> **Things to do**
• A. According to the article on healthcare data, in which city was the Health 2.0 conference held this year?
• B. Continue the article on healthcare data from its final sentence.

> **Source text**
====

Health 2.0: Data — how to organize, access, and use it

One of the main focuses of the Health 2.0 conference in Santa Clara, CA this year was on data.

Not the collection of data — we have plenty of that and the means to do it. This year was focused on the need to aggregate data and make it more organized and accessible so we can start using it to improve patient outcomes and the overall condition of healthcare in the United States.

For years, we have been collecting increasing amounts of healthcare data and storing it in vast silos. Because of technological limits and patient privacy concerns, we have yet to organize this data in a format that will make it available and useful to healthcare providers and patients. One of the goals of the conference was to discuss both emerging and improved technologies that can be used to arrange this data to inform healthcare decisions for individual patients as well as provide insights into how to treat and prevent different disease states. This discussion can serve as a basis from which to inform policy as we adjust to new norms within the healthcare industry.

Some of the main problems were distilled down and articulated in a talk by Tariq Dastagir, MD, Lead Medical Director of Transcend Insights/Humana. He focused on four areas where we need to improve as a next step to solving the issues associated with the accessibility and use of data within the healthcare industry:

  1. Bridging silos
    We need to find a consistent means to share data between various individual organizations so that we can use it to its full potential.
  2. Refining the analytics process
    We have lots of data, now what can we do with it? Healthcare analytics is a relatively new field, but as it gains steam and proves its value, the potential of using data to improve patient outcomes increases significantly.
  3. Leveraging big data
    How do we leverage data at the population level to help at the individual patient level?

====

> **Data extracts**
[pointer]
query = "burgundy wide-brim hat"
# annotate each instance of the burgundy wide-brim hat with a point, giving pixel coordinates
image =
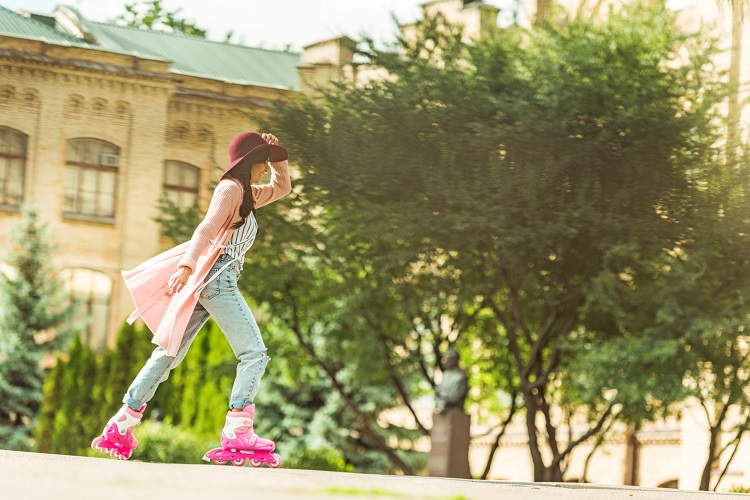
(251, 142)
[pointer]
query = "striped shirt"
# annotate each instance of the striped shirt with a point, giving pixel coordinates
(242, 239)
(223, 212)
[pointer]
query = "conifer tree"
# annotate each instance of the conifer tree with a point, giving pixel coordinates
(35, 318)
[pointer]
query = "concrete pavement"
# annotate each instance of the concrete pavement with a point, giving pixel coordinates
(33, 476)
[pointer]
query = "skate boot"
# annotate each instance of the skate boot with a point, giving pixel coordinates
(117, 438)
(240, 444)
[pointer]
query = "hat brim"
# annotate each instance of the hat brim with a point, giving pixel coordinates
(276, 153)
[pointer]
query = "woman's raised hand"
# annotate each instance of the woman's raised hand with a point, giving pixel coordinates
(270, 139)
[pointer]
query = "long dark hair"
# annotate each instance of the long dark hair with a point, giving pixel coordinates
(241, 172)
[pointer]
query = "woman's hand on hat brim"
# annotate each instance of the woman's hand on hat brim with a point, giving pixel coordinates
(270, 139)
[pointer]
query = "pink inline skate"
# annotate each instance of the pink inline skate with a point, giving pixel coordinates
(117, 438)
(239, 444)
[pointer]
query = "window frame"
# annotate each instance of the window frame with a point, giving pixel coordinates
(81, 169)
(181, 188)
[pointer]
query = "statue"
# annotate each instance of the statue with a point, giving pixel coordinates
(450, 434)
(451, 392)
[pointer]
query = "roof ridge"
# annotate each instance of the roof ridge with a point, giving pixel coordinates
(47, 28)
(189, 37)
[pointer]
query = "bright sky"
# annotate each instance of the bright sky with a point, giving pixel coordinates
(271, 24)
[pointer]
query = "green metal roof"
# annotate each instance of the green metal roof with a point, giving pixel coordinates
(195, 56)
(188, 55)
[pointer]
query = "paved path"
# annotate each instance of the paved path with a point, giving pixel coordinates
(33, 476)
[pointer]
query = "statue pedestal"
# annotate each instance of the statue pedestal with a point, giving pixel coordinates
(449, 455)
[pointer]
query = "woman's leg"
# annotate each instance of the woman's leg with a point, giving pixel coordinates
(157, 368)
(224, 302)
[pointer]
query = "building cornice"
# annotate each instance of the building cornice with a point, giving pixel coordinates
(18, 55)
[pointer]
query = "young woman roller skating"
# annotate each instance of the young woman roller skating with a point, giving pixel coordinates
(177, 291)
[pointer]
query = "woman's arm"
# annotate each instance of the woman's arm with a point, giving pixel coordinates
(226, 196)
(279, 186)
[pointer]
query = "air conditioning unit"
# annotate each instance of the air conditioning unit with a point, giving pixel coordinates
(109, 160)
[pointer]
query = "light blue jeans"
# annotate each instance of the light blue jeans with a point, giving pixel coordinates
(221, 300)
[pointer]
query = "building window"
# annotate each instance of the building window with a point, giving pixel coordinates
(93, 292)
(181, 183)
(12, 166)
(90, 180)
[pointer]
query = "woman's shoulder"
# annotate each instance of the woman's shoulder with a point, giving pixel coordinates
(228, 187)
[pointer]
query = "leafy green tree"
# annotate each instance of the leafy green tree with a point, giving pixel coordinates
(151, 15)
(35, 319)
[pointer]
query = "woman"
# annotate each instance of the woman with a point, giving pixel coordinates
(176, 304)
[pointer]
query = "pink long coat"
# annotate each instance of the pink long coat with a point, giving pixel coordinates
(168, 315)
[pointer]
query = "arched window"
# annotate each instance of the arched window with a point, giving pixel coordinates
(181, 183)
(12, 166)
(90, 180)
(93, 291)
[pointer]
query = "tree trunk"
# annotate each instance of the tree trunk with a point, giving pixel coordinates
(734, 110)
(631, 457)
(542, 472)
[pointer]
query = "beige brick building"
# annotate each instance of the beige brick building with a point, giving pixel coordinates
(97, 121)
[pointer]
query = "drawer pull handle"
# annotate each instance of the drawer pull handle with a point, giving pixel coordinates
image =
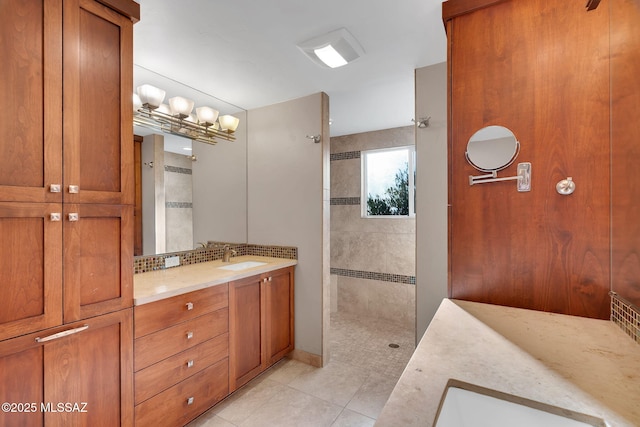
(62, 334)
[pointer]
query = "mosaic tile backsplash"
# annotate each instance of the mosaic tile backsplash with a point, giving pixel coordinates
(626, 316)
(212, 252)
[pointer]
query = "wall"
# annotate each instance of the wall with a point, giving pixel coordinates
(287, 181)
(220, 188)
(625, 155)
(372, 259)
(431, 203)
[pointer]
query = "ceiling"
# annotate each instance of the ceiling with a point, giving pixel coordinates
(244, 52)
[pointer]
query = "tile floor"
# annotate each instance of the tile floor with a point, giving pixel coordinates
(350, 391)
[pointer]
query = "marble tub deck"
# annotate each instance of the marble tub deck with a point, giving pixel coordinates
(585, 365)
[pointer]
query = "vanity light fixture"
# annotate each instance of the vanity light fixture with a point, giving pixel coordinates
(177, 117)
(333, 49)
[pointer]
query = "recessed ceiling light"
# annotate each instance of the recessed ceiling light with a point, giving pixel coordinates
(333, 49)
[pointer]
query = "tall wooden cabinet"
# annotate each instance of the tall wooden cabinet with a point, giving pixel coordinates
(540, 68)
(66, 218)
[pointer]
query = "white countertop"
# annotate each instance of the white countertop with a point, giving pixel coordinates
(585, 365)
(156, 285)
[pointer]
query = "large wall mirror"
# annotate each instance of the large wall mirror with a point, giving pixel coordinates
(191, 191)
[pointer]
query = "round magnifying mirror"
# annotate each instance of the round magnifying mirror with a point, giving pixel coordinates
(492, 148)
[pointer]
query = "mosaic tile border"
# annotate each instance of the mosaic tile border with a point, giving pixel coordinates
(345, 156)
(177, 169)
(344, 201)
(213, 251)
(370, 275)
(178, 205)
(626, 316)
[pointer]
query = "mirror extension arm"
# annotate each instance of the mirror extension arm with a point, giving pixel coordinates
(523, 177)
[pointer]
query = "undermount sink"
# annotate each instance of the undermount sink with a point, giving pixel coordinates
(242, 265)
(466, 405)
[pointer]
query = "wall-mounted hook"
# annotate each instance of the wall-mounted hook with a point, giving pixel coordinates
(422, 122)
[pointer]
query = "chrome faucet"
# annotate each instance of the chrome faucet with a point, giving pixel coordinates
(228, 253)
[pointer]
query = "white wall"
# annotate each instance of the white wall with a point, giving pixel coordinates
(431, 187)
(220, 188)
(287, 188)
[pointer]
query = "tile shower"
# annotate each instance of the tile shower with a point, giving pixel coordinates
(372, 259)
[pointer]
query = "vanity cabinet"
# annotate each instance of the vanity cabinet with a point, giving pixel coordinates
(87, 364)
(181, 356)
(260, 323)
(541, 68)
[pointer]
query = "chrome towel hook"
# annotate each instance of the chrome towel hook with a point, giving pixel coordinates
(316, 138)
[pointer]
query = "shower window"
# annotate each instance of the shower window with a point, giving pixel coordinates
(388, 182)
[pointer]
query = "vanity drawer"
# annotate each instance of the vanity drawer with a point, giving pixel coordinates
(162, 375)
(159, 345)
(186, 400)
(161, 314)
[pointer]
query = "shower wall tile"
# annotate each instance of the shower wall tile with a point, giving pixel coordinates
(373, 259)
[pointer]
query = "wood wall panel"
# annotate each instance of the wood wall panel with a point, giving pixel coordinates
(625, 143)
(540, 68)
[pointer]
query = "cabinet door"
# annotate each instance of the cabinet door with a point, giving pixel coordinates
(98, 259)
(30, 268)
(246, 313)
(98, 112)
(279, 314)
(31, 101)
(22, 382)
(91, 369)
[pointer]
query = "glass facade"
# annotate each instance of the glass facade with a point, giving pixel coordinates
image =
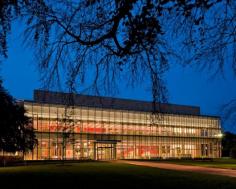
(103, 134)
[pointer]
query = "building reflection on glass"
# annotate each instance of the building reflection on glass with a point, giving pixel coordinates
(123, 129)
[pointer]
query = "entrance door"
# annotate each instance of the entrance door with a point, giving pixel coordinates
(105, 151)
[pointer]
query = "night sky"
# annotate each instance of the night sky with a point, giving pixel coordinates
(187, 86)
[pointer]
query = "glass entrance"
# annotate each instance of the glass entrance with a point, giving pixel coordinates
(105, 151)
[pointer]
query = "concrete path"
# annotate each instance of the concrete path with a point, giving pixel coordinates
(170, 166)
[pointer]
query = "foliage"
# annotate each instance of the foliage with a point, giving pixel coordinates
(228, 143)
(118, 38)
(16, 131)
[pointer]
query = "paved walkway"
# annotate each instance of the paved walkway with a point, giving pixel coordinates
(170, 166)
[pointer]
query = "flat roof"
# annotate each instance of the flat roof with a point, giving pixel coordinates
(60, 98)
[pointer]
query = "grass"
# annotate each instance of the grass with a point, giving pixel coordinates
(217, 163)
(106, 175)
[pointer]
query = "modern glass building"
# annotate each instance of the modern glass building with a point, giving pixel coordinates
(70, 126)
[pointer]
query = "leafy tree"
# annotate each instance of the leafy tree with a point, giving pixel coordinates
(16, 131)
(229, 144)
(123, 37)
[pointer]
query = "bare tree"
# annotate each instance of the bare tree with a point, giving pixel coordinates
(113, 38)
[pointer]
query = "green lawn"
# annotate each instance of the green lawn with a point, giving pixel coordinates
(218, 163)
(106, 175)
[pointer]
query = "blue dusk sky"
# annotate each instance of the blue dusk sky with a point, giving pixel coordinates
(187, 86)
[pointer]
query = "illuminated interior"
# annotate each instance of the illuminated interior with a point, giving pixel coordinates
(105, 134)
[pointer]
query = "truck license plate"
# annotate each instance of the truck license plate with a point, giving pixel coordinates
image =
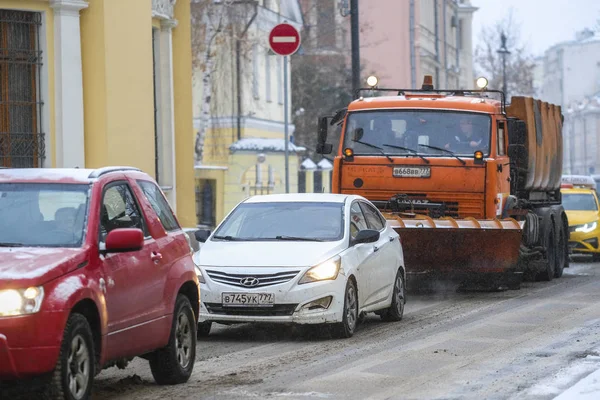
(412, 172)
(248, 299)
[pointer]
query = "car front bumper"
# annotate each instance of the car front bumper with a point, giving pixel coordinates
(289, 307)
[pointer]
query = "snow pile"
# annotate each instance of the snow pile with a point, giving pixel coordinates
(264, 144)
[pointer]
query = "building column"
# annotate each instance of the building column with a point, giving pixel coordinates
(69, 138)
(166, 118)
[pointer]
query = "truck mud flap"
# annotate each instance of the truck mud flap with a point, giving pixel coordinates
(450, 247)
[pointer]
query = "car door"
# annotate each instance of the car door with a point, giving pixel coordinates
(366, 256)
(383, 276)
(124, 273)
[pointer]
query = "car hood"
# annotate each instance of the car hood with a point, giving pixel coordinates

====

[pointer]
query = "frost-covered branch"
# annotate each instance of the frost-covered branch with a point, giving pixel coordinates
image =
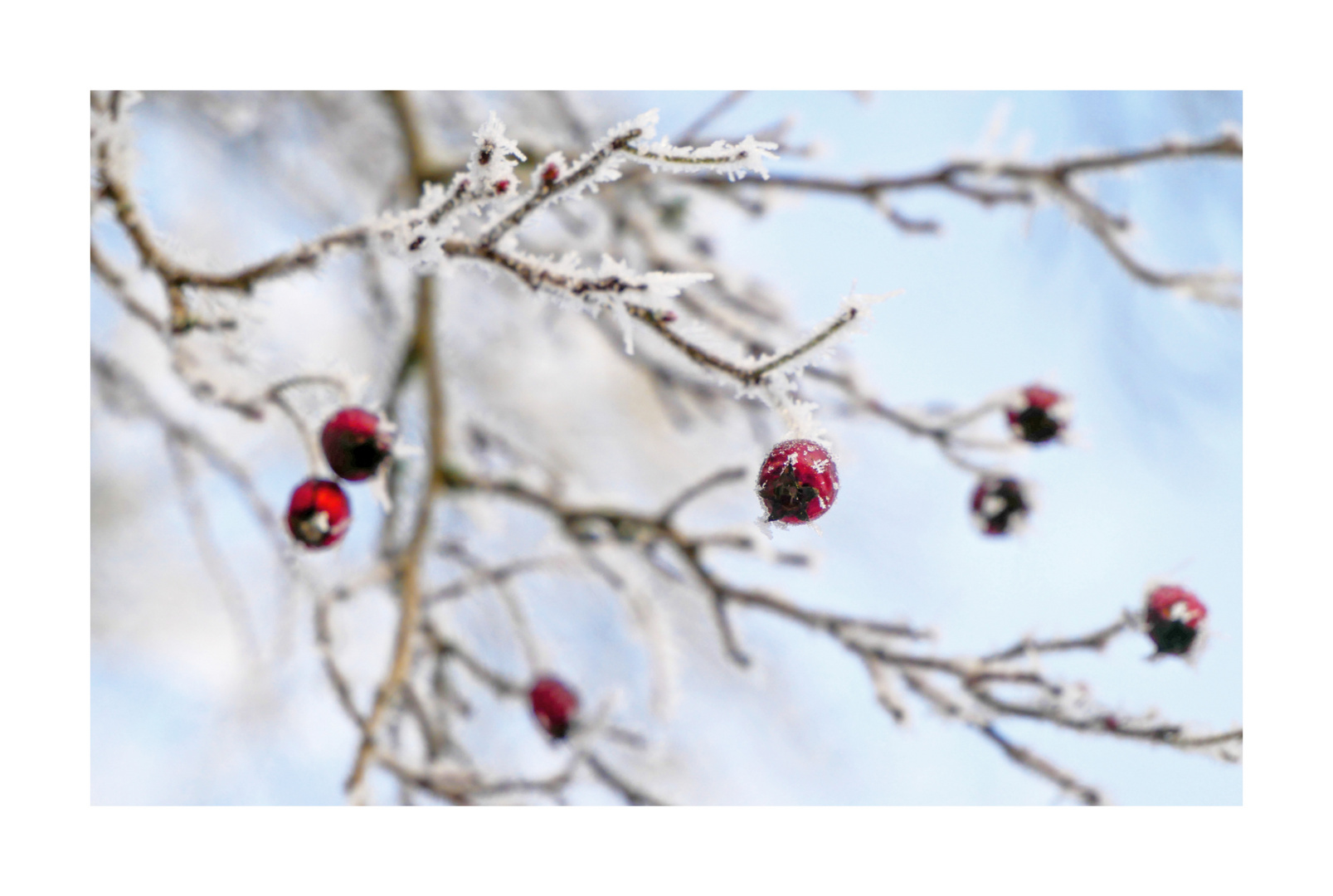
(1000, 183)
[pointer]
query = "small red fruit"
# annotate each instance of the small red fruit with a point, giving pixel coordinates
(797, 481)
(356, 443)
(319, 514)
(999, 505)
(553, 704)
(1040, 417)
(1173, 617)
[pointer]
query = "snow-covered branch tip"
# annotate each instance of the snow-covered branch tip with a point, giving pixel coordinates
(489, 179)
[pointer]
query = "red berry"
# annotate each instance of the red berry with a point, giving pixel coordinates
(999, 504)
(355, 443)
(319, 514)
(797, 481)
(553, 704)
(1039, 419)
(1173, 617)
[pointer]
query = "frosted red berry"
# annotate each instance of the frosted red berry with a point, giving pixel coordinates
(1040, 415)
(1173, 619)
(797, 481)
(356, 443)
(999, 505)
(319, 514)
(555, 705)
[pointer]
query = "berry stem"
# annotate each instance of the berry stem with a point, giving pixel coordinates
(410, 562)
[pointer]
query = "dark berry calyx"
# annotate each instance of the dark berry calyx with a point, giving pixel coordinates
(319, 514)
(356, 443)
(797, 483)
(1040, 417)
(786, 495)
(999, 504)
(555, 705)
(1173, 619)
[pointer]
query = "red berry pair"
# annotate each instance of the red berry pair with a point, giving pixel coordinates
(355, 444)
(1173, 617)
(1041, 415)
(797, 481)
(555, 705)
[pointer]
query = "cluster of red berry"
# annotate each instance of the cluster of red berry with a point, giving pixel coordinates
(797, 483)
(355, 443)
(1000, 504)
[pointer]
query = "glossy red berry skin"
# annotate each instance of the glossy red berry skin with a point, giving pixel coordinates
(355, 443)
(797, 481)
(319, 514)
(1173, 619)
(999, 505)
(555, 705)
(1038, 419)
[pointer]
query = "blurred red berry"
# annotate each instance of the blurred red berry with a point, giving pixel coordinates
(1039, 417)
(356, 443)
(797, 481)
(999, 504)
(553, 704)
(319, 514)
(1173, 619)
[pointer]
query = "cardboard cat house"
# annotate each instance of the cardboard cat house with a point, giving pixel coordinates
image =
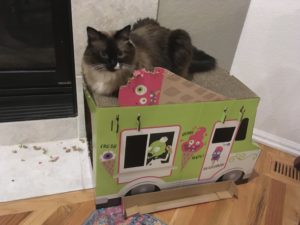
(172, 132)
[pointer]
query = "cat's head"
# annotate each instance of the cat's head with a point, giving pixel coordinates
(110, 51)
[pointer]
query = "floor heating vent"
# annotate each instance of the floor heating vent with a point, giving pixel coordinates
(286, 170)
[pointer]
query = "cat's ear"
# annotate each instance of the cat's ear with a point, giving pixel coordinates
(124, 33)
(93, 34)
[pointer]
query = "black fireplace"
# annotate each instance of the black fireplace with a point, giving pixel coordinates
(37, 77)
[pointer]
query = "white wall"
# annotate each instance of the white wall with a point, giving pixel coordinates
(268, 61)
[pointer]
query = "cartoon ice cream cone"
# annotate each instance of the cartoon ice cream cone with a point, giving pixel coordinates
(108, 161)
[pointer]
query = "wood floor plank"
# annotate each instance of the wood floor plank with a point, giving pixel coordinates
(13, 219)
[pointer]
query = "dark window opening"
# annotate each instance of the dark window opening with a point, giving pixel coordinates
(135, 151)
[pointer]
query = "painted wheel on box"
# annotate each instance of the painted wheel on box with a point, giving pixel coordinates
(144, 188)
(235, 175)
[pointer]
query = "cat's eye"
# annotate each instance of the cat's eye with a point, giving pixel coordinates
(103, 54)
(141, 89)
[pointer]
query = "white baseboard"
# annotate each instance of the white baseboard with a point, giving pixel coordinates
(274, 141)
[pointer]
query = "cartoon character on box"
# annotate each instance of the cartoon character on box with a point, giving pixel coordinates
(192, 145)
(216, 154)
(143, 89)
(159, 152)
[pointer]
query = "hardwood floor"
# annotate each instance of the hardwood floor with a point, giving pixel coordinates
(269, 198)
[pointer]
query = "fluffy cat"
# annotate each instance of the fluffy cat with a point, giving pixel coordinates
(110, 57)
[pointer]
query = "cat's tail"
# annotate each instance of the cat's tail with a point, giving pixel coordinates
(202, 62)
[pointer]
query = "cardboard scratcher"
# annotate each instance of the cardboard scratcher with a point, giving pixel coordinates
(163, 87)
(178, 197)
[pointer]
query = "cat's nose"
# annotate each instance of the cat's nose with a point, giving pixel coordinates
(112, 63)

====

> **Answer section**
• A. Santa Clara, CA

• B.
  4. Improving collaboration
    Technology alone is not the answer. How do we integrate technology, data and care providers to co-create tomorrow’s solutions?

An example of these insights being put into practice was discussed in a talk by Mark A. Tripodi, Chief Development Officer of Venebio Group. He explained the Venebio’s focus on using data and analytics to help prevent opioid overdoses. The American opioid crisis is well documented, but so far few have come up with viable solutions to the problem. Restricting quantities or access to the medication has made it more difficult for those who truly need the drugs and has created the unintended side effect of pushing addicts toward illegal drugs like fentanyl and heroin, essentially making the problem worse.

The Venebio Group is working toward a solution by creating data analysis algorithms intended to assess risk factors of individual patients or entire patient populations. Pulling data from individual health records, insurance databases and state-run prescription-drug monitoring databases for controlled substances, Venebio can start to provide individualized risk factor profiles that can be used to support a physician’s clinical decision making at the moment they are crafting a treatment plan.

Leveraging new technologies such as artificial intelligence (AI) and the ubiquitous smartphone, people can get better information about their own health.